----- TEXT SEGMENT

170. Character is like a tree and reputation like a shadow. The shadow is what we think of it; the tree is the real thing. —Abraham Lincoln

171. A smooth sea never made a skilled mariner. —English Proverb

172. Weakness of attitude becomes weakness of character. —Albert Einstein

173. I haven't failed, I've found ten thousand ways that don't work. —Albert Einstein

174. Some people are always grumbling because roses have thorns. I am thankful that thorns have roses. —Alphonse Kerr

175. Keep company with those who make your better. —English Saying

176. Few men during their lifetime comes anywhere near exhausting the resources dwelling within them. There are deep wells of strength that are never used. —Richard E. Byrd

177. Things may come to those who wait, but only the things left by those who hustle. —Abraham Lincoln

178. Thousands of candles can be lighted from a single candle, and the life of the candle will not be shortened. Happiness never decreases by being shared. —Buddha

179. ...students must practice writing regularly if they are to become good writers. We counsel continual revision and show students how to do it. We believe in the truth behind the remark of a French writer that he never finished a piece of writing; when he faced a deadline, he abandoned his work to the printer, but he could always revise it some more if he had the time. —Richard Marius, and Harvey S. Wiener. The McGraw-Hill College Handbook. Second Edition.

180. Minds are like parachutes—they only function when open. —Thomas Dewa [Jake's Favorite: Profoundly True!!!]

181. He that would perfect his work must first sharpen his tools. —Confucius

182 You have not lived a perfect day, even though you have earned your money, unless you have done something for someone who will never be able to repay you. —Smeltzer, Ruth

183. Remember not only to say the right thing in the right place, but far more difficult still, to leave unsaid the wrong thing at the tempting moment. —Benjamin Franklin

184. If you can do it; it ain't bragging. —Dizzy Dean (Baseball Player)

----------
----- SUPPLIED DATA

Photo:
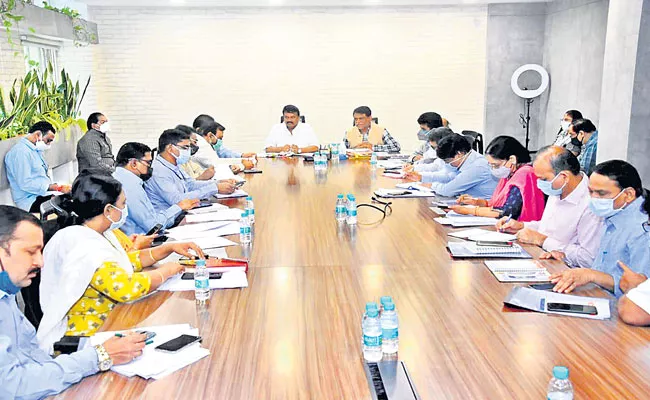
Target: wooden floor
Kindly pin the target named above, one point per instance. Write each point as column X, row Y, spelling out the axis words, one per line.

----------

> _TASK TO CARRY OUT_
In the list of quotations, copy the passage from "177. Things may" to "Handbook. Second Edition.", substituting "work hard" for "hustle".

> _RESULT_
177. Things may come to those who wait, but only the things left by those who work hard. —Abraham Lincoln

178. Thousands of candles can be lighted from a single candle, and the life of the candle will not be shortened. Happiness never decreases by being shared. —Buddha

179. ...students must practice writing regularly if they are to become good writers. We counsel continual revision and show students how to do it. We believe in the truth behind the remark of a French writer that he never finished a piece of writing; when he faced a deadline, he abandoned his work to the printer, but he could always revise it some more if he had the time. —Richard Marius, and Harvey S. Wiener. The McGraw-Hill College Handbook. Second Edition.